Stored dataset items

• • • • • • •

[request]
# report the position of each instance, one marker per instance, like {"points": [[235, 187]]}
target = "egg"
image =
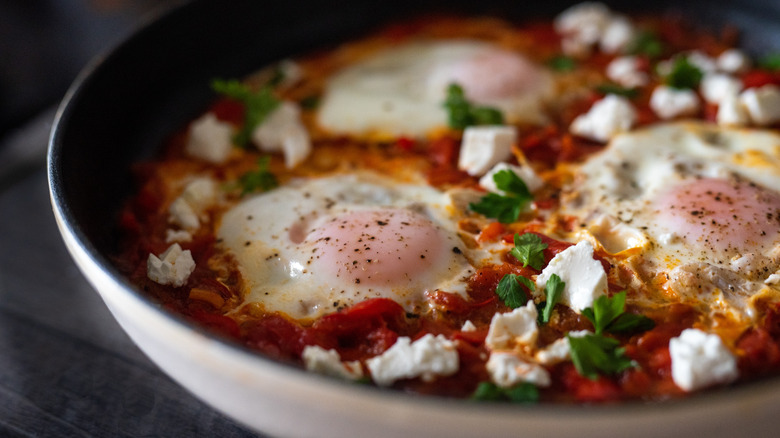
{"points": [[691, 207], [316, 245], [400, 91]]}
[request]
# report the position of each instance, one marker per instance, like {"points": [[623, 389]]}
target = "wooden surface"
{"points": [[66, 367]]}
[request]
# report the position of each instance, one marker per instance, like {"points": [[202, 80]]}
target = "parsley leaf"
{"points": [[646, 43], [594, 354], [770, 62], [507, 207], [511, 293], [684, 74], [258, 105], [529, 250], [552, 290], [522, 393], [609, 88], [608, 314], [258, 180], [562, 63], [462, 113]]}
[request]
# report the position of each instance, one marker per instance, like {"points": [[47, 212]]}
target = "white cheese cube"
{"points": [[485, 146], [427, 357], [715, 87], [700, 359], [668, 102], [507, 370], [731, 112], [200, 193], [209, 139], [733, 61], [626, 71], [606, 118], [173, 267], [328, 362], [763, 104], [584, 276], [560, 350], [525, 173], [283, 131], [197, 196], [177, 236], [515, 327], [618, 34]]}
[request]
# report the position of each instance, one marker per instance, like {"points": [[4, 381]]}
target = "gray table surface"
{"points": [[66, 367]]}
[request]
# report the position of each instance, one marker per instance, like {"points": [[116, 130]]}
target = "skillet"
{"points": [[123, 106]]}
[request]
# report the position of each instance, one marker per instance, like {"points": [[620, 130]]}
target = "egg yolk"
{"points": [[385, 247], [721, 216]]}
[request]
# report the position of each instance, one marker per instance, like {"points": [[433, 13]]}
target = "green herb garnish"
{"points": [[552, 291], [608, 315], [259, 180], [594, 354], [684, 74], [257, 104], [529, 250], [617, 90], [562, 63], [646, 43], [507, 207], [522, 393], [511, 293], [770, 62], [462, 113]]}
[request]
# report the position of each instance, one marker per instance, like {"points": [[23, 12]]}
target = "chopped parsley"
{"points": [[259, 180], [770, 62], [594, 354], [529, 250], [609, 315], [507, 207], [258, 104], [684, 74], [462, 113], [522, 393], [646, 43], [552, 291], [609, 88], [511, 293], [562, 63]]}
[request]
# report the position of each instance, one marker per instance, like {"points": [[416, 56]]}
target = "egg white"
{"points": [[401, 91], [277, 240], [616, 193]]}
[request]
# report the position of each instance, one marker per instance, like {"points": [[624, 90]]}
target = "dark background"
{"points": [[44, 44]]}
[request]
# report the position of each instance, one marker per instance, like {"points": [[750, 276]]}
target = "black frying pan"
{"points": [[124, 105]]}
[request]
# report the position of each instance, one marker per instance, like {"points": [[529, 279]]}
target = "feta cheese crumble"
{"points": [[209, 139], [626, 71], [328, 362], [701, 359], [427, 357], [515, 327], [173, 267], [485, 146], [507, 369], [605, 119], [584, 276], [763, 104], [283, 131], [668, 102]]}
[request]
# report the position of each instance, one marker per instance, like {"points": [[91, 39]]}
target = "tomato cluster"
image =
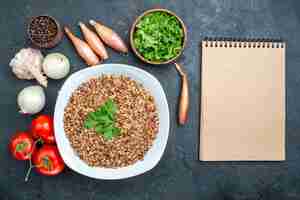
{"points": [[46, 159]]}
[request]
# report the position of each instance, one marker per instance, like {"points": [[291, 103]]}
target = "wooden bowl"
{"points": [[47, 44], [133, 27]]}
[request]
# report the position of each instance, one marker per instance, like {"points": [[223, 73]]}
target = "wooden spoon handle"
{"points": [[184, 96]]}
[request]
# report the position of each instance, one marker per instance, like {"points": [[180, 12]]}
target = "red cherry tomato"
{"points": [[48, 161], [21, 146], [42, 127]]}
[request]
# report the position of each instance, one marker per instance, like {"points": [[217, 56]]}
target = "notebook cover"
{"points": [[242, 101]]}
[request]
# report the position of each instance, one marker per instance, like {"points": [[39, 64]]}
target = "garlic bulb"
{"points": [[31, 100], [56, 65], [27, 64]]}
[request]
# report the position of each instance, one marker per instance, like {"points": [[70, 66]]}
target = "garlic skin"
{"points": [[31, 100], [56, 65], [27, 64]]}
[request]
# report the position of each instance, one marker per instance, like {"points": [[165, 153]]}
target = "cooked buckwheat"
{"points": [[137, 118]]}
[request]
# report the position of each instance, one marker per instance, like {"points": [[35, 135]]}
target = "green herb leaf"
{"points": [[103, 120], [159, 36]]}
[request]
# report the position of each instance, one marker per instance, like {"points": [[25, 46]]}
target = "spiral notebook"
{"points": [[242, 100]]}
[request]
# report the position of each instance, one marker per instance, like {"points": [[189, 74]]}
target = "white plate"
{"points": [[154, 154]]}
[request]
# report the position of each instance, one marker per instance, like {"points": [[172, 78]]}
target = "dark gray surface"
{"points": [[178, 175]]}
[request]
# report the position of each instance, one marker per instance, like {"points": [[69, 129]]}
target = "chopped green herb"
{"points": [[158, 36], [103, 120]]}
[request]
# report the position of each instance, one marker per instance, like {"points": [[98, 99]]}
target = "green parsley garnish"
{"points": [[103, 120], [158, 36]]}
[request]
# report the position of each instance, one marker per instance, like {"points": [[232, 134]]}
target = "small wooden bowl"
{"points": [[133, 27], [49, 44]]}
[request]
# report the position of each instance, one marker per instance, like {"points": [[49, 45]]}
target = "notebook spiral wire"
{"points": [[243, 42]]}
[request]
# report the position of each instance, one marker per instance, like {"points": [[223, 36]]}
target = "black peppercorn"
{"points": [[44, 31]]}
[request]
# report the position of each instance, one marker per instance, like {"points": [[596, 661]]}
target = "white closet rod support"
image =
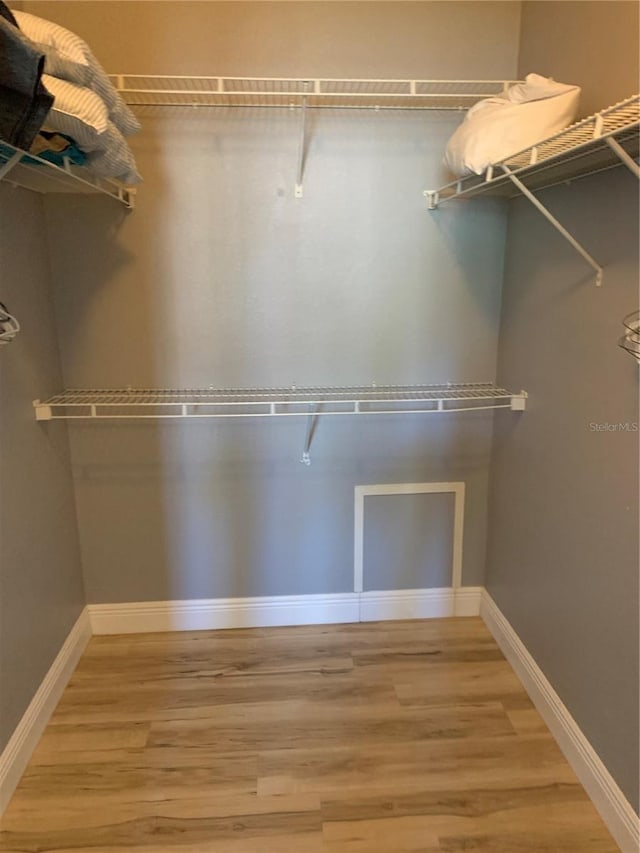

• • • • • • •

Pick out every line of the stored dataset items above that contains the word "cheese", and copy each one.

target = "white cheese cube"
target = "feta cheese crumble"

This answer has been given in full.